→ Problem requirements
Revise the lines from the one containing "the textured skin" through the end of the material, inclusive, replacing "leaf" with "leaflet" and leaving everything else unchanged.

Data entries
--

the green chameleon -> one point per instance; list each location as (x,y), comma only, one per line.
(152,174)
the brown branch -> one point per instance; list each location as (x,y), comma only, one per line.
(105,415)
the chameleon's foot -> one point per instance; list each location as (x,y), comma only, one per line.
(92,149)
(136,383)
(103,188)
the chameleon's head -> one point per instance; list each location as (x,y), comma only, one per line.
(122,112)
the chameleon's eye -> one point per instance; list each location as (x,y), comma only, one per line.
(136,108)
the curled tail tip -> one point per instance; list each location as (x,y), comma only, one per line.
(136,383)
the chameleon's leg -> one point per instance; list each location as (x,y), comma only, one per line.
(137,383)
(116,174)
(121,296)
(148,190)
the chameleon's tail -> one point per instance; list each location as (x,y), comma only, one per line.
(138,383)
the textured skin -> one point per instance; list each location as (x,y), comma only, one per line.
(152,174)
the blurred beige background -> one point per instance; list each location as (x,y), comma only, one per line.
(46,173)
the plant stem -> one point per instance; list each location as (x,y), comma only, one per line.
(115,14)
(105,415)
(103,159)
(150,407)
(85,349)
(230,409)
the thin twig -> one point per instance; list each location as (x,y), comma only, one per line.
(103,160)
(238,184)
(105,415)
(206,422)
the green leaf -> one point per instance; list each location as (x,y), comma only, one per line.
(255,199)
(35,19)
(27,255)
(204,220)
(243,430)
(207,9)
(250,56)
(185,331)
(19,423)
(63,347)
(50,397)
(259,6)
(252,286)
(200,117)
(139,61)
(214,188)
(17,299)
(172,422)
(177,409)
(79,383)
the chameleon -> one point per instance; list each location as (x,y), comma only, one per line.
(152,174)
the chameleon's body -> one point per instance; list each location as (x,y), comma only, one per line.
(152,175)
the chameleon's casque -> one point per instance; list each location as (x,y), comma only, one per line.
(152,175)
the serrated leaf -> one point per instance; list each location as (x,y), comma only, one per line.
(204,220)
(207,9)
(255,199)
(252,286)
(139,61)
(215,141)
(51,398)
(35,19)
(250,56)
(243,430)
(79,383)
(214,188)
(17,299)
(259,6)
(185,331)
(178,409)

--

→ The response
the textured skin -> one point per instance; list each location as (x,y), comma only, one per line.
(152,174)
the blurred beige background -> one point per instance; list each location as (x,y), comma only, one per line.
(46,173)
the plant stem -> one point per instance; list each location as (x,y), comma only, one per line.
(115,14)
(105,415)
(103,159)
(150,407)
(85,349)
(230,409)
the thin twig -> one point per instance; list each location as (x,y), comma only, one per line.
(103,160)
(238,184)
(105,415)
(206,422)
the green leaflet -> one point per instance; list each location as (x,y), comma only, one per line.
(255,199)
(35,19)
(27,255)
(204,220)
(243,430)
(207,9)
(250,56)
(185,331)
(19,423)
(63,347)
(50,397)
(259,6)
(252,286)
(200,117)
(139,61)
(214,188)
(17,299)
(172,422)
(177,409)
(79,383)
the chameleon -> one point per instance; list each location as (x,y), comma only, one per line.
(152,174)
the chameleon's body -> one point per instance; list each location as (x,y), comma only, one per line.
(152,175)
the chameleon's casque -> one point per instance; list each location as (x,y), comma only, one per line.
(152,175)
the serrated leaflet -> one point per instance; list each location as (x,y), comma only, one per line.
(204,220)
(207,9)
(255,199)
(252,286)
(139,61)
(215,141)
(51,398)
(35,19)
(250,56)
(243,430)
(79,383)
(214,188)
(17,299)
(259,6)
(185,331)
(178,409)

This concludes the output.